Data entries
-*-*-
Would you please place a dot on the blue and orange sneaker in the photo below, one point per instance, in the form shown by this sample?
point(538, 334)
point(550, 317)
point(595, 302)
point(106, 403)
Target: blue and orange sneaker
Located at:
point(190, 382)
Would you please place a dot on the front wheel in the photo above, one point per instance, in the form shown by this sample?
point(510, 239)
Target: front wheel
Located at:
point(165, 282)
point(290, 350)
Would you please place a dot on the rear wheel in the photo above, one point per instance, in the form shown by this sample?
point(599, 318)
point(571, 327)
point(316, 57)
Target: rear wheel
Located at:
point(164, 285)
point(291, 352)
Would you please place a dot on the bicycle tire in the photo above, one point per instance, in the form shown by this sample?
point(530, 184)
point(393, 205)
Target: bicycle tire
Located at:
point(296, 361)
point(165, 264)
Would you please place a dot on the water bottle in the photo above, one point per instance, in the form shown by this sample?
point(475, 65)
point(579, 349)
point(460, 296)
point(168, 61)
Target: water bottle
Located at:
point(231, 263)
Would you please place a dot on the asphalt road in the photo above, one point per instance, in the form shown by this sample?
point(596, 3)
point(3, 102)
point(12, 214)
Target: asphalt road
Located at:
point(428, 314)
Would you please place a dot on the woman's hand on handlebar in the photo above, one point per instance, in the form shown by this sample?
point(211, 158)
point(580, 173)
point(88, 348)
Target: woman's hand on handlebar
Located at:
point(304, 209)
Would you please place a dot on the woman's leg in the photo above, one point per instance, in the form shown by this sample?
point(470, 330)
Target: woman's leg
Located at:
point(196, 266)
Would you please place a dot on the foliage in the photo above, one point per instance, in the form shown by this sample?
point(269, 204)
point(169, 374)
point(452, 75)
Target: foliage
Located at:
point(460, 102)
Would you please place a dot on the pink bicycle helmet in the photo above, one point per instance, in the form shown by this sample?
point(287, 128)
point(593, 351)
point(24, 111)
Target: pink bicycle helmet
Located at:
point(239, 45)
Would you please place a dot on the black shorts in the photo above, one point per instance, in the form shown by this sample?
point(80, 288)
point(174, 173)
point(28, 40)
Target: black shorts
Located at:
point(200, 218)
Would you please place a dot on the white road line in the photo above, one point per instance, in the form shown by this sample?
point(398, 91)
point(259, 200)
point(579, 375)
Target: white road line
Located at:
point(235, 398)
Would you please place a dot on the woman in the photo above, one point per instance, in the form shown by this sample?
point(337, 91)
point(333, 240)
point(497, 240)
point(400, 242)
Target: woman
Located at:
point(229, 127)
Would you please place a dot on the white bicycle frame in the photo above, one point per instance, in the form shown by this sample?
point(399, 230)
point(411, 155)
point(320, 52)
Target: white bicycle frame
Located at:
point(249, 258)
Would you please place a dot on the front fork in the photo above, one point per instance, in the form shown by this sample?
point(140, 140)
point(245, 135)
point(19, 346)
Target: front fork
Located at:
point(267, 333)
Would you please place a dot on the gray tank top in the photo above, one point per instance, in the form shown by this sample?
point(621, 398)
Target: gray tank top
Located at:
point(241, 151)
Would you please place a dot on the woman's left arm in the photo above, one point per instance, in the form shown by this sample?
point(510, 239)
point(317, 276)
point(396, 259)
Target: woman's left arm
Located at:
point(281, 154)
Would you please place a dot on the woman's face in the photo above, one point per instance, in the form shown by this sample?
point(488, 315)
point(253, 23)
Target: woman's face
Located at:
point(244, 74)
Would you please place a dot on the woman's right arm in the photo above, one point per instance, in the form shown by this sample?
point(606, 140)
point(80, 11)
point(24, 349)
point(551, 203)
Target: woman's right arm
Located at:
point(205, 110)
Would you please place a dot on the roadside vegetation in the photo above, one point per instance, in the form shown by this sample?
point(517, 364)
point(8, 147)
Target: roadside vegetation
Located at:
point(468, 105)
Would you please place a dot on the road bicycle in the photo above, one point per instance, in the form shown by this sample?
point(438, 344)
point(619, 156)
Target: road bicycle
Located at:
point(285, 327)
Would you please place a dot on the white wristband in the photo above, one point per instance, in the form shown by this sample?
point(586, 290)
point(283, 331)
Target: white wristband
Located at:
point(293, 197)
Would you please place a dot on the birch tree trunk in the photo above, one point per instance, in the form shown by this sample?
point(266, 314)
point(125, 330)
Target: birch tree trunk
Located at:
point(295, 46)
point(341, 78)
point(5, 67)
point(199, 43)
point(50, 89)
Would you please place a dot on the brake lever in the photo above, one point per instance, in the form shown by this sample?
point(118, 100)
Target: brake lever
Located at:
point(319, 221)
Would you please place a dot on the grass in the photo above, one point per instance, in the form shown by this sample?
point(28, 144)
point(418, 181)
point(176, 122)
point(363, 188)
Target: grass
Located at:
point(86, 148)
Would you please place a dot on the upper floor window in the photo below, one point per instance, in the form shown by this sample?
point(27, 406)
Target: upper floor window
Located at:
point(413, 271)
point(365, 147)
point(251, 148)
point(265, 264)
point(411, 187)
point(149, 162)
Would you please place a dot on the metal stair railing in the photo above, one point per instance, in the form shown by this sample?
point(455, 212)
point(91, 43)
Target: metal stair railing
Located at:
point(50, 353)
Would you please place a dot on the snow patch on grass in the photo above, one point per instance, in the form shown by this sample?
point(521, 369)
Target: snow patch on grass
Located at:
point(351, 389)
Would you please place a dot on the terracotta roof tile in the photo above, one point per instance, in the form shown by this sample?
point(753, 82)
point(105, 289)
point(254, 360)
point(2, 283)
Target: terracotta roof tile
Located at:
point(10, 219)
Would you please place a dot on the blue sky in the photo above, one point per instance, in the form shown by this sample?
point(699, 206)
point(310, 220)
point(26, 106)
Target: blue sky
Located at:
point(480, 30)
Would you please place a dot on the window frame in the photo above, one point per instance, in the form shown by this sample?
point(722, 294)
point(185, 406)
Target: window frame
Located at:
-*-*-
:: Your instructions ::
Please reproduce all of the material above in full, character for character.

:: Output ::
Would you please place a dot on the blue and orange sneaker in the photo below, one point per instance, in the form shown by this sample?
point(538, 334)
point(550, 317)
point(595, 302)
point(106, 403)
Target: blue and orange sneaker
Located at:
point(190, 382)
Would you please place a dot on the front wheel in the photo above, one point per instance, in the form shown by this sample?
point(510, 239)
Target: front wheel
Located at:
point(165, 282)
point(290, 350)
Would you please place a dot on the rear wheel in the photo above, one point per instance, in the form shown by this sample?
point(599, 318)
point(571, 327)
point(316, 57)
Target: rear wheel
Located at:
point(164, 285)
point(291, 352)
Would you please place a dot on the bicycle tire in the photo above, one point per instance, in the form shown by this sample?
point(530, 184)
point(393, 205)
Target: bicycle tire
Located at:
point(296, 361)
point(165, 264)
Would you please place a dot on the water bottle in the photo above, one point per instance, in the form shown by this sample?
point(475, 65)
point(579, 349)
point(460, 296)
point(168, 61)
Target: water bottle
Located at:
point(231, 263)
Would you please place a dot on the asphalt road in the photo above, one point per instance, in the form shown by this sample?
point(596, 3)
point(3, 102)
point(12, 214)
Target: asphalt road
Located at:
point(428, 314)
Would you please place a dot on the woman's hand on handlebar in the photo above, one point per instance, in the form shown by this sample?
point(211, 158)
point(580, 173)
point(88, 348)
Target: woman's hand on handlebar
Located at:
point(304, 209)
Would you please place a dot on the woman's leg in the photo above, one point per instance, in the form shown by this sample?
point(470, 330)
Target: woman's leg
Located at:
point(196, 266)
Would you please place a dot on the foliage in the photo above, one point per instance, in the form shown by this sample?
point(269, 204)
point(169, 374)
point(452, 75)
Target: foliage
Located at:
point(460, 102)
Would you please place a dot on the pink bicycle helmet in the photo above, one point per instance, in the form shown by this sample?
point(287, 128)
point(593, 351)
point(24, 111)
Target: pink bicycle helmet
Located at:
point(239, 45)
Would you please place a dot on the black shorts in the photo above, one point per instance, in the form shown by this sample?
point(80, 288)
point(174, 173)
point(28, 40)
Target: black shorts
Located at:
point(200, 218)
Would you please place a dot on the white road line in the photo above, one point per instance, in the form shown by this sample?
point(398, 91)
point(259, 200)
point(579, 375)
Target: white road line
Located at:
point(235, 398)
Would you please place a dot on the woman in the photo above, one point per instance, in the form shown by this sample?
point(337, 91)
point(333, 240)
point(497, 240)
point(400, 242)
Target: woman
Located at:
point(229, 127)
Would you please place a dot on the white bicycle frame in the photo above, one point per instance, in the form shown by this sample?
point(399, 230)
point(411, 155)
point(320, 52)
Target: white bicycle frame
Located at:
point(249, 258)
Would you please place a dot on the front fork in the photo above, one point per instance, in the form shown by this sample?
point(140, 140)
point(245, 135)
point(19, 346)
Target: front fork
Located at:
point(267, 333)
Would you please place a dot on the gray tank top in the photo above, one point per instance, in the form shown by this sample?
point(621, 398)
Target: gray tank top
Located at:
point(241, 151)
Would you please place a dot on the woman's left arm in the photo above, one point per instance, in the form shown by this sample?
point(510, 239)
point(317, 276)
point(396, 259)
Target: woman's left arm
Located at:
point(281, 154)
Would you please place a dot on the woman's face in the photo above, one point per instance, in the form shown by this sample?
point(488, 315)
point(253, 23)
Target: woman's face
Located at:
point(244, 74)
Would you please place a dot on the woman's right arm in the photo above, one point per instance, in the form shown by this sample?
point(606, 140)
point(80, 11)
point(24, 349)
point(551, 203)
Target: woman's right arm
Located at:
point(205, 110)
Would you please place a dot on the roadside vegetation in the photo above, one point per instance, in the form shown by this sample?
point(517, 364)
point(8, 147)
Target: roadside vegetation
Located at:
point(468, 105)
Would you please place a dot on the road bicycle in the photo above, one point per instance, in the form shown by this sample?
point(438, 344)
point(619, 156)
Target: road bicycle
Located at:
point(285, 327)
Would you please place a dot on the white wristband in the photo above, one point per instance, in the form shown by this sample?
point(586, 290)
point(283, 331)
Target: white wristband
Located at:
point(293, 197)
Would you please place a dot on the birch tree trunk in the photo above, one point per instance, in the form shown by this sample?
point(266, 314)
point(125, 330)
Target: birch tree trunk
Located at:
point(295, 46)
point(341, 78)
point(5, 67)
point(199, 43)
point(50, 89)
Would you please place a dot on the brake lever in the photo above, one point per instance, in the form shown by this sample?
point(118, 100)
Target: brake lever
Located at:
point(319, 221)
Would you please place a dot on the grass in the photo above, one point per instance, in the form shown by this sample?
point(28, 144)
point(418, 181)
point(176, 122)
point(363, 188)
Target: grass
Located at:
point(86, 148)
Would you please place a dot on the upper floor window in the photo below, one point per instance, in the form shown by this sample?
point(27, 406)
Target: upper floor window
Located at:
point(413, 271)
point(365, 147)
point(251, 148)
point(265, 264)
point(411, 187)
point(149, 162)
Would you please place a dot on the metal stair railing in the photo above, one point per instance, in the form shown by this sample?
point(455, 212)
point(91, 43)
Target: metal stair railing
Located at:
point(50, 353)
Would you please place a dot on the snow patch on grass in the photo above, one point per instance, in the form shown by this sample?
point(521, 369)
Target: snow patch on grass
Located at:
point(351, 389)
Would you please place a dot on the terracotta roof tile in the photo above, one point per instance, in the form shown by this sample?
point(753, 82)
point(105, 289)
point(254, 360)
point(2, 283)
Target: terracotta roof tile
Located at:
point(10, 219)
Would you please place a dot on the blue sky in the photo above, one point per instance, in the form shown by this sample?
point(699, 206)
point(310, 220)
point(26, 106)
Target: blue sky
Located at:
point(480, 30)
Would you please place a dot on the window frame in the photo above, one point per instance, in the form shown by this sample?
point(722, 294)
point(185, 406)
Target: window frame
Located at:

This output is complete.